*WHAT IS EXPECTED:* Reproduce the data in its entirety, exactly as supplied.

*RECORD EXCERPTS:*
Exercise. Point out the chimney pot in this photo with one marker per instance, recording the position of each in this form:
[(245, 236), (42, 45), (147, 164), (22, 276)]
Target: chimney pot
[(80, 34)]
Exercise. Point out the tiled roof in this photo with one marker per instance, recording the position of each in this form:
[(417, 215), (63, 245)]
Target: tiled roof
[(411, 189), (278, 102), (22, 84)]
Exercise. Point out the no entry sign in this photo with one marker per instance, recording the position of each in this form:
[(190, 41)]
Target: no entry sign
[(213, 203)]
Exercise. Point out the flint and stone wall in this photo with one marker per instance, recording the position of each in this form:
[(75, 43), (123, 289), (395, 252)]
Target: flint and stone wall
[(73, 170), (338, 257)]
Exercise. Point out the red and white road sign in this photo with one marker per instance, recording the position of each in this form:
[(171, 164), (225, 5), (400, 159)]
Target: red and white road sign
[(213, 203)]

*ANSWER IN FULL:*
Exercise. Point out the chimney pot in this photo with one marker per instance, recording the position of each in this form:
[(245, 236), (42, 45), (147, 164), (22, 276)]
Target: chimney pot
[(80, 34)]
Exercise. Point out the tiled roof in this photo with one marker per instance, recording the position of each in this form:
[(417, 215), (63, 245)]
Target: tiled roof
[(411, 189), (278, 102), (22, 84)]
Exercise. Point out the no entry sign in this photo with one marker per instance, recording the position of each in this form:
[(190, 41)]
Target: no entry sign
[(213, 203)]
Exercise. Point out the flint and stone wall in this photo with one marker per instance, recording the position of each in this form:
[(75, 43), (123, 289), (395, 252)]
Target: flint and stone wall
[(73, 170), (338, 257)]
Exercise. Point out the red and white road sign in this photo with one marker per instance, recording the position of each in this form:
[(171, 164), (225, 5), (400, 159)]
Target: red and white road sign
[(213, 203)]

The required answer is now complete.